**GIVEN TASK 1**
Gather every line of the records that contains the string "stem", matching case exactly.

**TEXT BLOCK**
Japanese Major, GRS: Asian Studies Minor

Study Abroad at Aoyama Gakuin Uniiversity

Arriving at UVM in the fall of 2012, I was an undecided major with an interest in Japanese language and Asian Studies. Within first week of classes, I was absolutely swept up by the tireless enthusiasm, dedication, and knowledge of the Japanese faculty thehere at UVM. I became a Japanese major, and have since found studying this fascinating language alongside like-minded and excited friends to be a wonderful experience. The program focuses on natural speech and autonomous learning, and frequent classes and energetic classmates keep courses challenging and fun. There are many Japanese culture and language clubs at UVM as well, and opportunities for extracurricular study. Through the truly fantastic faculty, I have been inspired to see bilingualism as a goal for the future, and I am now planning my junior year abroad at Aoyama Gakuin University in Tokyo, 2014-2015. In my experience, this is the real value of Japanese at UVM: the language is taught with fluency as a real, foreseeable goal. Here Japanese is seen as a skill, a skill professors are happy to help students attain. This, I have found, alongside the enthusiastic students and effective courses, to be truly inspirational. I am looking forward to my study abroad, and returning to UVM as a senior!

**STORED ROWS**
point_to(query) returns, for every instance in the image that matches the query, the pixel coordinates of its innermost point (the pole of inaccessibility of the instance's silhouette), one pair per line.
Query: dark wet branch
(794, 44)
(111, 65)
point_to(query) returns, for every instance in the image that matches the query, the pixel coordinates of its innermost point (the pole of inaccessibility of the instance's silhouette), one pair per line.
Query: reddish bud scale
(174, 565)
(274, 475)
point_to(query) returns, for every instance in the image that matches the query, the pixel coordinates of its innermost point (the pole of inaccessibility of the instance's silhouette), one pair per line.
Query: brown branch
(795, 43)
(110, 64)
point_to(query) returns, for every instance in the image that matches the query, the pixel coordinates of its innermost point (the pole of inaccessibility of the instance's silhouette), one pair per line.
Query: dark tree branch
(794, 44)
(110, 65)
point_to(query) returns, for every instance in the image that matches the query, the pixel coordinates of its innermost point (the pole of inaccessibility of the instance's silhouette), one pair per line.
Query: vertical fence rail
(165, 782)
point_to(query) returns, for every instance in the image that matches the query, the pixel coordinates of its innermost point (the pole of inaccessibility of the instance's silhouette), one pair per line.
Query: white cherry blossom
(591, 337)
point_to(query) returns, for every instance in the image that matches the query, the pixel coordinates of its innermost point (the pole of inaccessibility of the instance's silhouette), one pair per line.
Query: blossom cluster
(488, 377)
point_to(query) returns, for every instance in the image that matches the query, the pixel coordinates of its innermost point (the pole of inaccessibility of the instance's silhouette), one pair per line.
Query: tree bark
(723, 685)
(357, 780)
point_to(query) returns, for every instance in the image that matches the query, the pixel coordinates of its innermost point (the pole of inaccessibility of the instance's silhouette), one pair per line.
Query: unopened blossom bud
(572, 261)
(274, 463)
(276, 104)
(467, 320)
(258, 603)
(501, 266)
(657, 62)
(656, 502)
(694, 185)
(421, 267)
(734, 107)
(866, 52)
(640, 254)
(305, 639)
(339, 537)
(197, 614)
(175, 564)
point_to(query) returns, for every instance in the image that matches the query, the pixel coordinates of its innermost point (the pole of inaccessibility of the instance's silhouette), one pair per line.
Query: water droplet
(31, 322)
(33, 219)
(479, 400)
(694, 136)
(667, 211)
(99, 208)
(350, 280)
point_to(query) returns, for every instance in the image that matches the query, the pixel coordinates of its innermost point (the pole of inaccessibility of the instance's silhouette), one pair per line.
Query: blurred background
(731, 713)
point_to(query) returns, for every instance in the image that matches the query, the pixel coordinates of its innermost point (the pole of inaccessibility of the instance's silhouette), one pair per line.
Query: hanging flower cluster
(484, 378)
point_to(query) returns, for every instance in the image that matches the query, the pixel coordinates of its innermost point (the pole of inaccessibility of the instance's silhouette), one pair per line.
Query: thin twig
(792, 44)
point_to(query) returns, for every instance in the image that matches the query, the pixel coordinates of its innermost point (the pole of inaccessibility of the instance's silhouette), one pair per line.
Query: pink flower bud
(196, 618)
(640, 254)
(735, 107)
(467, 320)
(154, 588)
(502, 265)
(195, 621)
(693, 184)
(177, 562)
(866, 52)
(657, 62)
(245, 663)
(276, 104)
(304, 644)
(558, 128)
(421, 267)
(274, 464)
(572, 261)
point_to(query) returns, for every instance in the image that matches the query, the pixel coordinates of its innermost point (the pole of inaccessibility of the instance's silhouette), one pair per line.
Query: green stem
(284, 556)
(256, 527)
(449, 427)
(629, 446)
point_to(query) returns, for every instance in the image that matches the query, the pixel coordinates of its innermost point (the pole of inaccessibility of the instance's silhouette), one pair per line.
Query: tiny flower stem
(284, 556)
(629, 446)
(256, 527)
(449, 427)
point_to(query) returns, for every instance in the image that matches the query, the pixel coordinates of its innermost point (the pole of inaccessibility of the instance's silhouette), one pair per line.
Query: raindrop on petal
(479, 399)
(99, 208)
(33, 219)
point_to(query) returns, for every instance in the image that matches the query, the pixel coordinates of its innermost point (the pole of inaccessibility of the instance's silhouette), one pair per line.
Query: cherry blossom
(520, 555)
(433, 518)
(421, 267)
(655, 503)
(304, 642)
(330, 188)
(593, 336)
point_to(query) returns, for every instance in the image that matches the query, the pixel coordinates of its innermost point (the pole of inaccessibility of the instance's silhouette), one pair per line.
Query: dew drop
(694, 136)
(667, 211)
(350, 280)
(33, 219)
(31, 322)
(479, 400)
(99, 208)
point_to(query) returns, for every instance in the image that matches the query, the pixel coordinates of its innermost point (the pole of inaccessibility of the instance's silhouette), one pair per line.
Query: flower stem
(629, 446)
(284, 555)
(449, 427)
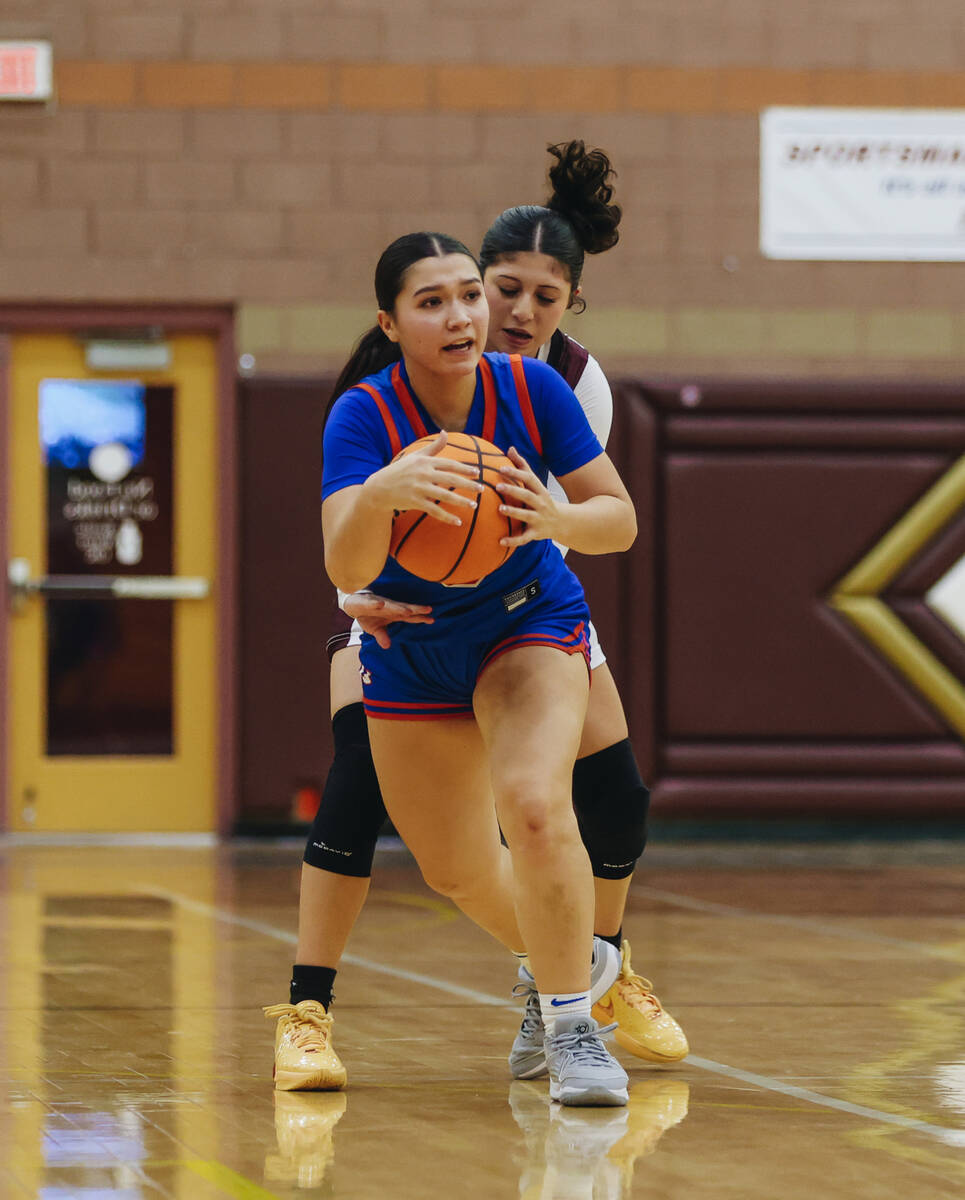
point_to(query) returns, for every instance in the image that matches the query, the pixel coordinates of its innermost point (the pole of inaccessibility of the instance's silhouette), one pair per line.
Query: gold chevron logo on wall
(857, 597)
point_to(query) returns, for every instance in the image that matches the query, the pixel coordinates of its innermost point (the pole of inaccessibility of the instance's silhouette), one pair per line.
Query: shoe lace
(306, 1023)
(532, 1021)
(635, 990)
(587, 1047)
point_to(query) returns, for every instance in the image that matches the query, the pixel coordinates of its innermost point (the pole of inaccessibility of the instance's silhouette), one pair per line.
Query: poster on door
(107, 449)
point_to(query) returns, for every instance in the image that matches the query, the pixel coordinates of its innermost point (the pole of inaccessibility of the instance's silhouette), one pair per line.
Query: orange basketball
(457, 555)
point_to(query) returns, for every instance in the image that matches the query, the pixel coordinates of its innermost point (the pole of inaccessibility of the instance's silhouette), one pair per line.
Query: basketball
(459, 556)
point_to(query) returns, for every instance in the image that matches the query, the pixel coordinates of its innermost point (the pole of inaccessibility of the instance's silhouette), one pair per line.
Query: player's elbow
(346, 575)
(627, 528)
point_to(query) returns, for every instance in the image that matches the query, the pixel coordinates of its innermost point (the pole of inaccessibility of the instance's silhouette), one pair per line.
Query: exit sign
(25, 71)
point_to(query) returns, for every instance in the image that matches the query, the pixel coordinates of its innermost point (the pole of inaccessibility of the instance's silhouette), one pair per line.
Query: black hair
(373, 351)
(576, 220)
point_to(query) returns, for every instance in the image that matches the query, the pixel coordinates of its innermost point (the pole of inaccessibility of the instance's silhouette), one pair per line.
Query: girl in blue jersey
(490, 697)
(533, 261)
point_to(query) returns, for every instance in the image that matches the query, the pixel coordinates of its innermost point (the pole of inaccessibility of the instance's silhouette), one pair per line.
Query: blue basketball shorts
(433, 678)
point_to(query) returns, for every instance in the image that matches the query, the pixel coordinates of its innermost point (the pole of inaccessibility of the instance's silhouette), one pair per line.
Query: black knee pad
(345, 831)
(611, 803)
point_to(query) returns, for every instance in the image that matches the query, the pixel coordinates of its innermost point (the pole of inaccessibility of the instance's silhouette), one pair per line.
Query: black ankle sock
(312, 983)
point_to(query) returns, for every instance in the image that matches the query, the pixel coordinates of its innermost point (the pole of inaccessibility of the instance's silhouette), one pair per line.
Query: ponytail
(577, 220)
(371, 353)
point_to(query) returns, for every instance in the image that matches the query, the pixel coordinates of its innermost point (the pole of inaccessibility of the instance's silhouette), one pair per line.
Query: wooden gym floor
(821, 988)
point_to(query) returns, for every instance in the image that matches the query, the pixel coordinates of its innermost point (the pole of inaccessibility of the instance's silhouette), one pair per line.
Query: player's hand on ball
(423, 480)
(373, 613)
(527, 501)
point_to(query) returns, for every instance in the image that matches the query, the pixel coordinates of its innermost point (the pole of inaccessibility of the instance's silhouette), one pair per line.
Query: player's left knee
(611, 803)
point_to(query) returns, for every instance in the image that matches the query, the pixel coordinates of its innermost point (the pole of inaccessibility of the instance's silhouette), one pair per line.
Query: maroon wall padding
(286, 598)
(747, 694)
(768, 702)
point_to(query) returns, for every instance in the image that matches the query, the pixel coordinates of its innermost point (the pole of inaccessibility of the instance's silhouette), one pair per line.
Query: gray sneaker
(582, 1072)
(527, 1059)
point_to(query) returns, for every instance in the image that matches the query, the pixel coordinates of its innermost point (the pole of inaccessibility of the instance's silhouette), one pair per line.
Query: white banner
(863, 184)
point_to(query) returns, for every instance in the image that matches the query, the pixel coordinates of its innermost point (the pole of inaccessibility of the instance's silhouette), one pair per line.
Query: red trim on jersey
(574, 643)
(449, 715)
(526, 403)
(395, 442)
(408, 403)
(489, 393)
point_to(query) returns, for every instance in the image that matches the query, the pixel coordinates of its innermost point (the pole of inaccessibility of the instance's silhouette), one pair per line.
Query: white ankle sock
(556, 1003)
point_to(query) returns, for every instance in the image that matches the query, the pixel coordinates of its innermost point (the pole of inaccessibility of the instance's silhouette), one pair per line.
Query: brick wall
(264, 151)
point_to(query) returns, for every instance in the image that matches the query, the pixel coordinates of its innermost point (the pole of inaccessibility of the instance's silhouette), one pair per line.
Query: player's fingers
(438, 513)
(513, 492)
(436, 447)
(526, 516)
(520, 539)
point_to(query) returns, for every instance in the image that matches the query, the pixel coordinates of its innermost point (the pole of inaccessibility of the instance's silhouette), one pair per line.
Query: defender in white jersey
(532, 258)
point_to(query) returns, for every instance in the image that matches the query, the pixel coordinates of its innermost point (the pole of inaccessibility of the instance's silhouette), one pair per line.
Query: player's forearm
(603, 525)
(357, 541)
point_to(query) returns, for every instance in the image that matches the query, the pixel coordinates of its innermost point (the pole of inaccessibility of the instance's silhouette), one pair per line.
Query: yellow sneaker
(304, 1126)
(642, 1026)
(654, 1105)
(304, 1057)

**GIVEN TASK 2**
In the piece about majoring in Japanese at UVM, what three qualities of the Japanese faculty does the writer say were sweeping in the first week of classes?

**REPLY 1**
Query: green stem
Query: tiny flower stem
Query: flower stem

**REPLY 2**
Tireless enthusiasm, dedication, and knowledge.